GIVEN REQUEST
Please rewrite the records below, replacing "electric fan" with "desk fan" throughout and keeping everything else the same. Leave the pictures out.
++++ RECORDS SHOWN
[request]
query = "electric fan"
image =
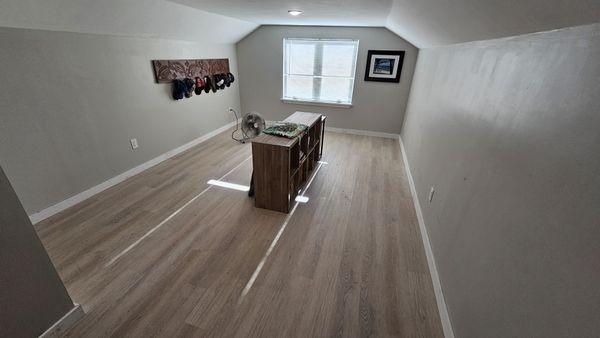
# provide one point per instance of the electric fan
(252, 125)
++++++++
WRITTEN RESPONSE
[request]
query = "desk fan"
image =
# provide one point per instance of the desk fan
(252, 125)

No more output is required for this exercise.